● The data

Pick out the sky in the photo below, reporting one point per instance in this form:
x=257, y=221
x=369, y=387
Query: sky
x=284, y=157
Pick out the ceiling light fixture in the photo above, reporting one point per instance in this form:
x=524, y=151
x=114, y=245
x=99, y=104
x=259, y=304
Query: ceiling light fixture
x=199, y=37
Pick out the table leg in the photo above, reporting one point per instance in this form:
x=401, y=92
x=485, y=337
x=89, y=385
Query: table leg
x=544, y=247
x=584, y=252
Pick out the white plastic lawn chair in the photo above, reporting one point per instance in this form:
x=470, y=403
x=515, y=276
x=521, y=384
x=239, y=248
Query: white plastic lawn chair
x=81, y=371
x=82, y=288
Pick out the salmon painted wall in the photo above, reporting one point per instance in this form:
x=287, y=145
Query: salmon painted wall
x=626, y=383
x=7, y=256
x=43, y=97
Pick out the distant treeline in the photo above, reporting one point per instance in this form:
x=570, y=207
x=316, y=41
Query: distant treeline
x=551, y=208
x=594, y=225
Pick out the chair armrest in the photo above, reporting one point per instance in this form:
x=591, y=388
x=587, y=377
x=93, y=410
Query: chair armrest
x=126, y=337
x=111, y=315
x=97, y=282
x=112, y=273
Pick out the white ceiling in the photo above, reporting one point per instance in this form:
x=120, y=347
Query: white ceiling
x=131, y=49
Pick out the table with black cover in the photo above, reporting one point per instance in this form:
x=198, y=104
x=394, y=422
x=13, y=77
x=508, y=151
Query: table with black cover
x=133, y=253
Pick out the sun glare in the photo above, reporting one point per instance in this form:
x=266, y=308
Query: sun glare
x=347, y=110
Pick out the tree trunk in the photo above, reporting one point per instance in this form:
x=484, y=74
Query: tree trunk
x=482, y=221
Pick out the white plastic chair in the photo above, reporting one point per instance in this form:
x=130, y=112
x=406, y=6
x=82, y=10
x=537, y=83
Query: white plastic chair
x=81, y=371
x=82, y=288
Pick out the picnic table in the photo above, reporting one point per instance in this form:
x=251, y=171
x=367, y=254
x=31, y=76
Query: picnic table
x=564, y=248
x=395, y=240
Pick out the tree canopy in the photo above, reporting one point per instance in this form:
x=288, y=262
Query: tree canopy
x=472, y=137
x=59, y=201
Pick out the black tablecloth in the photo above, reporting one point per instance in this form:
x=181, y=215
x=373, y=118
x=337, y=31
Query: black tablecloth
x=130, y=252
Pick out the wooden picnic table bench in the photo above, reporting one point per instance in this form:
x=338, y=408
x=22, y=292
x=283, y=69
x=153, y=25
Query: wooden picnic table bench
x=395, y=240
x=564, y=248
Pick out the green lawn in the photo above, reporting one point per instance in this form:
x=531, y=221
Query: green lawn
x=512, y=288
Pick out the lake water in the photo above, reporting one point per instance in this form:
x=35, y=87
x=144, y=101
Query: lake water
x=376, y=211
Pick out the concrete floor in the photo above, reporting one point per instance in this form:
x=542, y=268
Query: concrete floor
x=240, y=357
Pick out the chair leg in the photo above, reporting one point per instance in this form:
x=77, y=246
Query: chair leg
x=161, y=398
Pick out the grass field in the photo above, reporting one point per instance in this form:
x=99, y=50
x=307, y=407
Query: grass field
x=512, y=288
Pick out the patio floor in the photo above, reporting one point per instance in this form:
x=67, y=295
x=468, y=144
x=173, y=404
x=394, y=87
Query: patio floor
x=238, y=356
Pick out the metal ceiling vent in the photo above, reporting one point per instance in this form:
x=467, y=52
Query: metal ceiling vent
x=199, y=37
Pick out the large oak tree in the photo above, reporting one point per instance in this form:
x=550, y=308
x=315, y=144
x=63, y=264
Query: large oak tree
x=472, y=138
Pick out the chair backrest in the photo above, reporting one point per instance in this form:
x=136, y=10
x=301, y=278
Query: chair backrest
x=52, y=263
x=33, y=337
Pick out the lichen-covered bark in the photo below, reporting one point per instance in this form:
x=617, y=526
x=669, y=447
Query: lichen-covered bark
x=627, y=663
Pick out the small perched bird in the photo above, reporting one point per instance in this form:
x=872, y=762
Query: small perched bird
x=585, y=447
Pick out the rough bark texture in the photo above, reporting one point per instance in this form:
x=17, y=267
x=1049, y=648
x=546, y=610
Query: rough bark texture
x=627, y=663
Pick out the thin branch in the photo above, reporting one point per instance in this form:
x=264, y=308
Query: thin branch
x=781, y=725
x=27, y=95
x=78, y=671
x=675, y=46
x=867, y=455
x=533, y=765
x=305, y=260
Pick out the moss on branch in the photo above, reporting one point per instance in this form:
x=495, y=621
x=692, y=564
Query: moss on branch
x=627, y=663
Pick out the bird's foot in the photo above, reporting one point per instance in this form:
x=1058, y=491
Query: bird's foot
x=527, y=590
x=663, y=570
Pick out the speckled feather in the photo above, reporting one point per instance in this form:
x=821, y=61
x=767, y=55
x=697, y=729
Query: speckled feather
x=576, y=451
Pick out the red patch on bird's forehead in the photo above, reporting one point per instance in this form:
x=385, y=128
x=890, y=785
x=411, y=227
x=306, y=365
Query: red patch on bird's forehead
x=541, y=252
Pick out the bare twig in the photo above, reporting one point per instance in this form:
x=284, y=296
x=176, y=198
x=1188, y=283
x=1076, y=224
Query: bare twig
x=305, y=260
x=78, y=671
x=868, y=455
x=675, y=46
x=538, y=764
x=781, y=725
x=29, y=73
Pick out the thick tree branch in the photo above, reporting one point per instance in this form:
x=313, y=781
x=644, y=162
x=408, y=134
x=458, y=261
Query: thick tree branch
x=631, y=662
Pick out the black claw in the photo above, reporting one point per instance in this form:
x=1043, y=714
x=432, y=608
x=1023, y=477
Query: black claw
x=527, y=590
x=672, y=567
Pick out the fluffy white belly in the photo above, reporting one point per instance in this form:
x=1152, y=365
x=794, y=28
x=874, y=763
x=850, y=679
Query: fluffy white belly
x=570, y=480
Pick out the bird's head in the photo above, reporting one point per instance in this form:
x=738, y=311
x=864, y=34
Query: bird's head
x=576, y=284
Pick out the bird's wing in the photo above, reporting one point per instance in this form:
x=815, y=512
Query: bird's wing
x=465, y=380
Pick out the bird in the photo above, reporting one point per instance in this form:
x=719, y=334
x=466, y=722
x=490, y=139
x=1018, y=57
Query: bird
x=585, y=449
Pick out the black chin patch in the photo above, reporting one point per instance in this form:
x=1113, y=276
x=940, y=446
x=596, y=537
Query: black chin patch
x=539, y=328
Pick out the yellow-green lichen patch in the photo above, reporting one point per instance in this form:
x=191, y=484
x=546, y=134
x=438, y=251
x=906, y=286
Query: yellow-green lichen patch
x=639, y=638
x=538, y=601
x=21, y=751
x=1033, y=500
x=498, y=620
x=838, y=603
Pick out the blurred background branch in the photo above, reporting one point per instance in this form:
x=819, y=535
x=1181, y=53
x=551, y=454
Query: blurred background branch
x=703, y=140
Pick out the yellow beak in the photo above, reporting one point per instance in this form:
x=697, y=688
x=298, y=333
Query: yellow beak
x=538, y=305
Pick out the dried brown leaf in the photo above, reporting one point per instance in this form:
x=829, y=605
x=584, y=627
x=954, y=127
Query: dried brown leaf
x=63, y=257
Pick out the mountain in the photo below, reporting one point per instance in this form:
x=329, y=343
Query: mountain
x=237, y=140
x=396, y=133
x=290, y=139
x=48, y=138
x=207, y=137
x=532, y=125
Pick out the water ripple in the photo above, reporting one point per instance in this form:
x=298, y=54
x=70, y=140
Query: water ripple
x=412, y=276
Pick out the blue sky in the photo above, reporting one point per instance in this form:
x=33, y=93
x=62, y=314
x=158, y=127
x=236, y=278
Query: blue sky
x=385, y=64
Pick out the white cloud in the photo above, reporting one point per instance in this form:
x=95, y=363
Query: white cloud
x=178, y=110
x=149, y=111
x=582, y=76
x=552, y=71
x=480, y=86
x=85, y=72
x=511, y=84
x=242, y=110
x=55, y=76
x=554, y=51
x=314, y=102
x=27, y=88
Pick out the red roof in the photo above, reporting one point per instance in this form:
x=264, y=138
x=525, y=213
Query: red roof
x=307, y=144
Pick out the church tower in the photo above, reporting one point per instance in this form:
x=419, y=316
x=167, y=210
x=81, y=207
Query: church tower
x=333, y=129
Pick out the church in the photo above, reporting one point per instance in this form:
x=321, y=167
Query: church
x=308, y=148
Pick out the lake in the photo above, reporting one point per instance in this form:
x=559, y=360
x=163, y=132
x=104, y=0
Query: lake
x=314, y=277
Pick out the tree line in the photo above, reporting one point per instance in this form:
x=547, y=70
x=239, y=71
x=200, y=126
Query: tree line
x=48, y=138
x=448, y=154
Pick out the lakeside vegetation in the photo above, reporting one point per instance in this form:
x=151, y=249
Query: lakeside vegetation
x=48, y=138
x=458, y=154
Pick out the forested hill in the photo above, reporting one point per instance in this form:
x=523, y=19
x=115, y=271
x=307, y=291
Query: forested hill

● Directive
Using the records above, please retype only the run of lines from the line holding "Pick out the church tower" through the last line, both ends included.

● Finished task
Pick out the church tower in the photo above, reporting one point per instance in this form:
x=419, y=316
x=167, y=210
x=81, y=207
Query: church tower
x=333, y=129
Pick out the church in the photo above, reporting one point per instance in this form:
x=321, y=167
Query: church
x=308, y=148
Pick out the lake in the photo above, reporting one point per instance in this form:
x=559, y=360
x=163, y=132
x=104, y=0
Query: lake
x=314, y=277
Pick out the tree line in the photo above, reporting one point per instance in this form:
x=547, y=70
x=239, y=71
x=200, y=126
Query: tree line
x=48, y=138
x=448, y=154
Pick out the lakeside vegetation in the photo above, reporting one point per instance in this form:
x=151, y=249
Query: lakeside vegetation
x=48, y=138
x=458, y=154
Pick out the forested hill in the photo above, reporting one point per instance in this form:
x=523, y=19
x=115, y=271
x=307, y=291
Query: forested hill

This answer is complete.